WORK INSTRUCTIONS: Write only the number of lines in the data that include the word "orange".
*-*-*
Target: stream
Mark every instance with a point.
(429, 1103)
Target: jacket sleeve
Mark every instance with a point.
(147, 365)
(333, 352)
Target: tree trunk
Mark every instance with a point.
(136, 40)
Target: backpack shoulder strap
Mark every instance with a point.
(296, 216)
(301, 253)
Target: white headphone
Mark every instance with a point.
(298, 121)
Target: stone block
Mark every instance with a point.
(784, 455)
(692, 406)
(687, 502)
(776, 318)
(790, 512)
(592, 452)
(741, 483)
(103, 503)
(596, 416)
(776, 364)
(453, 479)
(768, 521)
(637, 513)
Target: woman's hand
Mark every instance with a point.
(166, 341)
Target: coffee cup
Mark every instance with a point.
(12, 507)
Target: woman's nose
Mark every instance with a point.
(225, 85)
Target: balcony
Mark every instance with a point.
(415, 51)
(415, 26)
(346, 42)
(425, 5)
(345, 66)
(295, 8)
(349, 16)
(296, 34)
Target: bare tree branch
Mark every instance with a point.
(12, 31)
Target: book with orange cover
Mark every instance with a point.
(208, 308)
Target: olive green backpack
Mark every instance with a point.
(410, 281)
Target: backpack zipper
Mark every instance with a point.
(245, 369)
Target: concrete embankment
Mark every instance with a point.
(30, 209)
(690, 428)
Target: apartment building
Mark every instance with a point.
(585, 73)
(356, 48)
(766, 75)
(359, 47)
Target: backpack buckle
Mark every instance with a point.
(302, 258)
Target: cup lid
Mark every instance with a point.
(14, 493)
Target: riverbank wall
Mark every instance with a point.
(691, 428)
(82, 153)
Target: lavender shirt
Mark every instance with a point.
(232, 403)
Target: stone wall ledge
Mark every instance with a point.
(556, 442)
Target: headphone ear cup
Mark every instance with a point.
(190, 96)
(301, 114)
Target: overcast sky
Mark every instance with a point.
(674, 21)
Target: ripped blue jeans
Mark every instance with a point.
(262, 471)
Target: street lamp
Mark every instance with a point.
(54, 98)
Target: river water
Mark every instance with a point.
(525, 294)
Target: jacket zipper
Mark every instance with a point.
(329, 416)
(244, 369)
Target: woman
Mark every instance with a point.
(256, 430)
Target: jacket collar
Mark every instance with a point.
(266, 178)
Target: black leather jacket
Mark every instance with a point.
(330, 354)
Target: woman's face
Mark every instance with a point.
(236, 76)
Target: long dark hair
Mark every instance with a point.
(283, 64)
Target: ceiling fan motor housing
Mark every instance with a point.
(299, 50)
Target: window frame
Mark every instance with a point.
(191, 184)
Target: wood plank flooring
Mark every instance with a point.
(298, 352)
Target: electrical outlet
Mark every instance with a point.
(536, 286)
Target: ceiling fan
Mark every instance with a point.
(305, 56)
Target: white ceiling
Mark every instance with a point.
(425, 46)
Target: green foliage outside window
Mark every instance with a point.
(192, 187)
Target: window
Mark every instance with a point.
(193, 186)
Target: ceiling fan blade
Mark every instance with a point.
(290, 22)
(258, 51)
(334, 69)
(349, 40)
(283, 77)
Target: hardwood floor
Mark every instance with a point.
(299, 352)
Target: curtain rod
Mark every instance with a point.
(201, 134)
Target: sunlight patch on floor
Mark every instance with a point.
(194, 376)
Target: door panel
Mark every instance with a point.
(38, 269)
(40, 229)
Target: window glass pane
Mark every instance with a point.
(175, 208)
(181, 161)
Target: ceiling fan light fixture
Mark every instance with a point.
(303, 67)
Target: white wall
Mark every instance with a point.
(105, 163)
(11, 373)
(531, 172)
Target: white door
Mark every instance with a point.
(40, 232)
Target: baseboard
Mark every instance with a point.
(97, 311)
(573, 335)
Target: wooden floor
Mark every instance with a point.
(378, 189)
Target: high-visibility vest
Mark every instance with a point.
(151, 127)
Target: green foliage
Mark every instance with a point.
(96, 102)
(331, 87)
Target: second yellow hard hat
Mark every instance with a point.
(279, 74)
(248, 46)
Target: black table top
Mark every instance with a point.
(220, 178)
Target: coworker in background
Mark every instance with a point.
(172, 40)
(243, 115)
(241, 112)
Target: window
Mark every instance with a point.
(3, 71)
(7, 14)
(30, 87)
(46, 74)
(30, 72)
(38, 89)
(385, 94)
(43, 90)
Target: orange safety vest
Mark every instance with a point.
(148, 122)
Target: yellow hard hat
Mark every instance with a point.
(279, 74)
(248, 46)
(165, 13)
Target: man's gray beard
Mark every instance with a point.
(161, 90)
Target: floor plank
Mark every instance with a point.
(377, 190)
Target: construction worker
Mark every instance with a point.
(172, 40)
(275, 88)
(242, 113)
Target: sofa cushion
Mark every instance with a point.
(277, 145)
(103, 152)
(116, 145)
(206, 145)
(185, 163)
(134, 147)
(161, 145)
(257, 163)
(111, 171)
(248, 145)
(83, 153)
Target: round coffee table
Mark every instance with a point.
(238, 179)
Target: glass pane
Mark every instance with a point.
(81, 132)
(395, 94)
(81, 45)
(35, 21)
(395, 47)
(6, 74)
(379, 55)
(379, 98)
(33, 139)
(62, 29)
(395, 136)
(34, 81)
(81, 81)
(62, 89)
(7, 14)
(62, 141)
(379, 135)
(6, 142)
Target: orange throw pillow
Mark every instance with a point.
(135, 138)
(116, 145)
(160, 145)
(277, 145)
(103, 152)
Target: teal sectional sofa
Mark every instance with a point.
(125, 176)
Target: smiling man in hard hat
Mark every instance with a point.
*-*-*
REPLY: 3